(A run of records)
○ ○ ○ ○ ○

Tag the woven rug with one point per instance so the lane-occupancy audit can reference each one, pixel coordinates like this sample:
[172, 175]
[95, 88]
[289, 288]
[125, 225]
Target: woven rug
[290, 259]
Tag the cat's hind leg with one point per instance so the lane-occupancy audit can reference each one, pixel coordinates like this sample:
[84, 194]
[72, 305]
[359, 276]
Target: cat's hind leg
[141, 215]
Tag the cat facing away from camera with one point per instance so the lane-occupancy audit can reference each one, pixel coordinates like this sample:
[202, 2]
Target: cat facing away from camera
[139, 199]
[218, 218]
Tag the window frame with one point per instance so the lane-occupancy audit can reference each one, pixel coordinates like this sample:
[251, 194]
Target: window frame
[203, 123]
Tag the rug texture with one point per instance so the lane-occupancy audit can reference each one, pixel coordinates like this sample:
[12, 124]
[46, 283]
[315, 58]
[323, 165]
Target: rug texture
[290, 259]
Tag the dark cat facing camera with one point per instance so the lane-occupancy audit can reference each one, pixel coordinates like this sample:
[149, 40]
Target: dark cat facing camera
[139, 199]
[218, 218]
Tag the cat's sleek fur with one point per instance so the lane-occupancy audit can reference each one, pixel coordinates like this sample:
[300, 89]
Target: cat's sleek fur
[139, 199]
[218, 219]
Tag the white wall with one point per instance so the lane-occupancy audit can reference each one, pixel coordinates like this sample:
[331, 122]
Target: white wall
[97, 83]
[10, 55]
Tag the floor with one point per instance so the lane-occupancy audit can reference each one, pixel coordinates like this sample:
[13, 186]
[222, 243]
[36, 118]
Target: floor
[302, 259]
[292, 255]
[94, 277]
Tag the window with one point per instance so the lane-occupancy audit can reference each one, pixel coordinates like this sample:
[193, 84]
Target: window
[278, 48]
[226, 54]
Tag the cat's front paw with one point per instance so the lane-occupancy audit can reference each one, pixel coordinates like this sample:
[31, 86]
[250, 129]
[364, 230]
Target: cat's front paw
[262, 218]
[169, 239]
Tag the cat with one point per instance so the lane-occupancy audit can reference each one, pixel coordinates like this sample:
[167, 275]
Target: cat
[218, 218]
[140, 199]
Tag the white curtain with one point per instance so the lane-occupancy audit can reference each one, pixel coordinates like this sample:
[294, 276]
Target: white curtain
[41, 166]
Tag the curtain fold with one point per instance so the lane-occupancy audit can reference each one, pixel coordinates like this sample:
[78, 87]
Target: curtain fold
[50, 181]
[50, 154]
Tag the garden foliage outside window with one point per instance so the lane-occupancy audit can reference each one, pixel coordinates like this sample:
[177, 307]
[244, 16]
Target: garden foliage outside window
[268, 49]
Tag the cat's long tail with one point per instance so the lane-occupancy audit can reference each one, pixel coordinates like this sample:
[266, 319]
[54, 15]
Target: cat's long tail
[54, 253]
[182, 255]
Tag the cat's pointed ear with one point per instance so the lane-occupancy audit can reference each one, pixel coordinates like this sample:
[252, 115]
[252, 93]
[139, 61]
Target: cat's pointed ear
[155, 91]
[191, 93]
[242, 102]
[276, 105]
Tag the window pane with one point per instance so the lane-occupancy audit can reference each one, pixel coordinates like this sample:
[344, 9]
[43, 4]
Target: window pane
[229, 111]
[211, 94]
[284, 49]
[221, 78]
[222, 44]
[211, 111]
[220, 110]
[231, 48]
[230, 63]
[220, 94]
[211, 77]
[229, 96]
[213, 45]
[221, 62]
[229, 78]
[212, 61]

○ ○ ○ ○ ○

→ Aim
Print all of the data exactly as it was given.

→ Answer to this problem
Tag the woven rug with one point per instance so the lane-occupancy audit can reference each one, pixel coordinates like this sample:
[172, 175]
[95, 88]
[289, 288]
[125, 225]
Target: woven rug
[290, 259]
Tag the cat's hind leg with one point per instance so the lane-occupancy audit can reference each one, pixel coordinates like this sample:
[84, 194]
[72, 305]
[359, 276]
Target: cat's hind leg
[141, 215]
Tag the cat facing away from camera with one point per instance so the lane-occupancy audit can reference each one, pixel coordinates like this sample:
[202, 2]
Target: cat facing away from camera
[139, 199]
[218, 218]
Tag the window frame with one point per instance so the lane-occupancy audit can reference each one, pixel coordinates like this sample:
[251, 194]
Target: window frame
[203, 123]
Tag the rug texture with one point per instance so the lane-occupancy audit can reference each one, pixel coordinates like this sample:
[12, 124]
[46, 283]
[315, 58]
[323, 165]
Target: rug texture
[290, 259]
Tag the dark cat facing camera with one point per instance so the lane-occupancy audit can reference each one, pixel coordinates like this sample:
[149, 40]
Target: dark cat facing camera
[139, 199]
[218, 218]
Tag the cat's sleek fur with one point per instance so the lane-occupancy audit can reference each one, pixel coordinates like this sample:
[300, 89]
Target: cat's sleek fur
[139, 199]
[218, 219]
Tag the white wall with one point per instance so the lane-occupancy audit can reference each one, pixel coordinates like this sample:
[331, 122]
Target: white wall
[97, 83]
[10, 55]
Tag the floor with one point per instance so the lane-occupancy audit can reference each one, pixel coordinates like this sample:
[13, 186]
[222, 243]
[36, 118]
Target: floor
[302, 259]
[292, 255]
[94, 277]
Tag the window with one point per instance so the lane-occupancy audit can reference each one, pixel coordinates like this sample:
[193, 84]
Target: window
[278, 48]
[226, 54]
Tag the cat's front paw with one point per instance so the lane-occupancy audit can reference each one, pixel coordinates like this sample:
[31, 86]
[250, 129]
[364, 230]
Target: cat's front paw
[262, 218]
[169, 239]
Tag the cat with one point per instance so the lane-occupancy audit can reference each one, pixel coordinates like this sample:
[167, 275]
Target: cat
[218, 218]
[140, 199]
Tag the white curtain with one point per instance so the lane-occupancy audit can reference each one, pixel coordinates like this sample:
[294, 276]
Target: white curtain
[41, 166]
Tag the curtain fold with one point per instance so the lane-occupancy audit can reference each one, pixel coordinates like this sample:
[78, 87]
Target: curtain fold
[50, 181]
[50, 154]
Tag the garden foliage outside window with one point per instance so the lane-occupancy audit can reference each one, pixel coordinates like this sample:
[177, 307]
[244, 16]
Target: garden foliage outside window
[268, 49]
Tag the cat's long tail with one point per instance so the lane-occupancy audit can reference each one, pixel coordinates like this sample:
[266, 319]
[54, 15]
Target: cat's long tail
[54, 253]
[182, 255]
Tag the cat's pointed ear with one point per instance so the lane-occupancy audit can reference each one, pixel coordinates like this sample:
[252, 115]
[252, 93]
[139, 61]
Target: cat's pointed ear
[155, 91]
[191, 93]
[242, 102]
[276, 105]
Tag the window pane with one point per instance so the lane-occupancy audit can reference each one, pixel coordinates like this sample:
[344, 9]
[43, 4]
Target: window pane
[229, 111]
[211, 94]
[284, 49]
[221, 78]
[222, 44]
[211, 111]
[220, 110]
[231, 48]
[230, 63]
[220, 94]
[211, 77]
[229, 96]
[213, 45]
[221, 62]
[229, 78]
[212, 61]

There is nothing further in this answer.